(Data begins)

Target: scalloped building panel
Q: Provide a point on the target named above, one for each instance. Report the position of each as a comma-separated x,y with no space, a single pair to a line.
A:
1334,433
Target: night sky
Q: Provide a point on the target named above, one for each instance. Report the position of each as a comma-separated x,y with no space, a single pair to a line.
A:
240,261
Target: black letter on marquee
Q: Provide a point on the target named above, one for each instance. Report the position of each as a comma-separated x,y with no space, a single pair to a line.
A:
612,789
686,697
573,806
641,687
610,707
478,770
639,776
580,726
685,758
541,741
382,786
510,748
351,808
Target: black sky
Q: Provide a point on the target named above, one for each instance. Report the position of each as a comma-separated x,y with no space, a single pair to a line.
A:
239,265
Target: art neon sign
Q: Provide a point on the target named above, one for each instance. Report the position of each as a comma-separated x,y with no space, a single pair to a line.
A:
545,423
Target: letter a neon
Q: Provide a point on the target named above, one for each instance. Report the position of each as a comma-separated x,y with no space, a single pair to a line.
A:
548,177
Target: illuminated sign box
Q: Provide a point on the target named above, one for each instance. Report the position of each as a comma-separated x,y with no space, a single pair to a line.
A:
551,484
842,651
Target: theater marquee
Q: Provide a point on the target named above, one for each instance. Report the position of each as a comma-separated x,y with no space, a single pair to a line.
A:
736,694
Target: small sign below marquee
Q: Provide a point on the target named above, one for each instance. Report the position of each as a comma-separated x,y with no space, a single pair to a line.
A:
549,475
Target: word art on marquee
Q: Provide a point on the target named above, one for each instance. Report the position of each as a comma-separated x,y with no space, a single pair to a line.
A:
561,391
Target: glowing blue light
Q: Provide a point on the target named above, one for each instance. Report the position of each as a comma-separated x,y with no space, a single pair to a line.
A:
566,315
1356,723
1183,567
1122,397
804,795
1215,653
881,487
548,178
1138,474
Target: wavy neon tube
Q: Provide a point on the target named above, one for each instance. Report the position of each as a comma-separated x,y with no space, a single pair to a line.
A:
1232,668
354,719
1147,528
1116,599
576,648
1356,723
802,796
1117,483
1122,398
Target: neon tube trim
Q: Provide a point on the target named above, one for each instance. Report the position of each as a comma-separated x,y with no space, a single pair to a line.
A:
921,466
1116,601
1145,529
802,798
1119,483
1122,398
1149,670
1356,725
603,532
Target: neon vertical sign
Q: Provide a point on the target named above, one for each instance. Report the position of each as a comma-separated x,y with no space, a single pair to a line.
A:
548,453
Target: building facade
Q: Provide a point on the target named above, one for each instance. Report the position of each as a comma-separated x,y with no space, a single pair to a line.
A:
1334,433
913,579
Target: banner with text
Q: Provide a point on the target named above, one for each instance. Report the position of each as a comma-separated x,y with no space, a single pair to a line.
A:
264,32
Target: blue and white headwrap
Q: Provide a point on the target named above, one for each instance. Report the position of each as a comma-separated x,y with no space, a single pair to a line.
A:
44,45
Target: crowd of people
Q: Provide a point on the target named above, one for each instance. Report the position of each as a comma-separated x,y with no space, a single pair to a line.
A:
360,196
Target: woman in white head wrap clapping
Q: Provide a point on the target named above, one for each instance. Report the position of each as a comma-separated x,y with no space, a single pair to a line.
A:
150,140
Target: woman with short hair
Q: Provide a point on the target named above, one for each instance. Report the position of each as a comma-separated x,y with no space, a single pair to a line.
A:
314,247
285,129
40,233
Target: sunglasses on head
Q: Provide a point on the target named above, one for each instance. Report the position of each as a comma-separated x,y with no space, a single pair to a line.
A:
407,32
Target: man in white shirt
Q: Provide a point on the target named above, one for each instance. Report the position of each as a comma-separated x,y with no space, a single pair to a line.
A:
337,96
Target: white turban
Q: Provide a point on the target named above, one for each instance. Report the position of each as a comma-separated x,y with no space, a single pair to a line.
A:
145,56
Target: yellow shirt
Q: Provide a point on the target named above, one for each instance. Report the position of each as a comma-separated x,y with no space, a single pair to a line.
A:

(Data ends)

Using the records above, find and show each line with the string "neon".

Exercise output —
Target: art neon sign
Target: letter a neon
Target: wavy neon tube
Target: neon tube trim
Target: neon vertical sign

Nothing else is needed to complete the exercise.